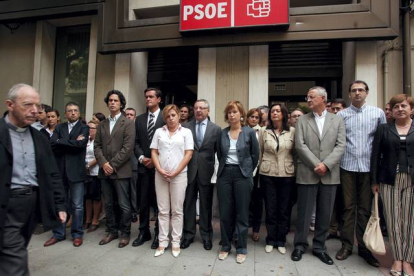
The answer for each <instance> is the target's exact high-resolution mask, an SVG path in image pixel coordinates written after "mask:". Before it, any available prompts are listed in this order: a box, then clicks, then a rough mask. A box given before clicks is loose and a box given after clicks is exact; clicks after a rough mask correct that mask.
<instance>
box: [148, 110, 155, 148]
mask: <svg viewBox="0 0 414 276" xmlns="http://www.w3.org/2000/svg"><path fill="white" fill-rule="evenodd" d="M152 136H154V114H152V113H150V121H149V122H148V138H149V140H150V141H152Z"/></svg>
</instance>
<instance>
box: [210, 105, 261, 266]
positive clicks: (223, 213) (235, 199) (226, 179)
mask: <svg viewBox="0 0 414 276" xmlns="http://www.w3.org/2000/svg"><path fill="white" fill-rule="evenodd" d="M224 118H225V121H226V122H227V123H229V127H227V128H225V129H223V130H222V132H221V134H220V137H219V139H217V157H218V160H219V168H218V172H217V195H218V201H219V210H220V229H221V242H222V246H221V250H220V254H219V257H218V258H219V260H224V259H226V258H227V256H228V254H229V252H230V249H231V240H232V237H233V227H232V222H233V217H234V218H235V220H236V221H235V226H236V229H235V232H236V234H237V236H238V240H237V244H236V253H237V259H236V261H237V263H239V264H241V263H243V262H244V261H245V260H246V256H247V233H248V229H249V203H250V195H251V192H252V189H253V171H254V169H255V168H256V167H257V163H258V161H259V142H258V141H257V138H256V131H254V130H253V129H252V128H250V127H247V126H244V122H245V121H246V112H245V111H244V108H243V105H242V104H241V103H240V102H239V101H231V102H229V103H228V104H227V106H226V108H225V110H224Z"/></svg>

# # # #

:: TASK ::
Lay out every line of the listing above as a JSON array of strings, one string per line, with blank lines and the picture left out.

:: SOLUTION FOR THIS EXERCISE ::
[
  "The answer for each <instance> is the target's exact high-resolution mask, an SVG path in image pixel coordinates written after \"mask:\". Before it, any available prompts are listed in this order: a box, then clicks, then a rough mask. A box given before clicks is loose and a box given after clicks is exact; clicks after a rough mask correct that mask.",
  "<instance>",
  "box: [148, 110, 155, 148]",
  "mask: <svg viewBox=\"0 0 414 276\" xmlns=\"http://www.w3.org/2000/svg\"><path fill=\"white\" fill-rule=\"evenodd\" d=\"M152 136H154V114H152V113H150V121H149V122H148V138H149V140H150V141H152Z\"/></svg>",
  "</instance>",
  "<instance>",
  "box: [210, 105, 261, 266]",
  "positive clicks: (223, 213) (235, 199) (226, 179)",
  "mask: <svg viewBox=\"0 0 414 276\" xmlns=\"http://www.w3.org/2000/svg\"><path fill=\"white\" fill-rule=\"evenodd\" d=\"M224 118H225V121H226V122H227V123H229V127H227V128H225V129H223V130H222V132H221V134H220V137H219V139H217V157H218V160H219V168H218V172H217V195H218V201H219V210H220V229H221V242H222V246H221V250H220V254H219V257H218V258H219V260H224V259H226V258H227V256H228V254H229V252H230V249H231V240H232V237H233V227H232V222H233V217H234V218H235V220H236V221H235V226H236V229H235V232H236V234H237V236H238V240H237V244H236V253H237V259H236V261H237V263H239V264H241V263H243V262H244V261H245V260H246V256H247V233H248V229H249V203H250V195H251V192H252V189H253V171H254V169H255V168H256V167H257V163H258V161H259V142H258V141H257V138H256V131H254V130H253V129H252V128H250V127H247V126H244V122H245V121H246V112H245V111H244V108H243V105H242V104H241V103H240V102H239V101H231V102H229V103H228V104H227V106H226V108H225V110H224Z\"/></svg>"
]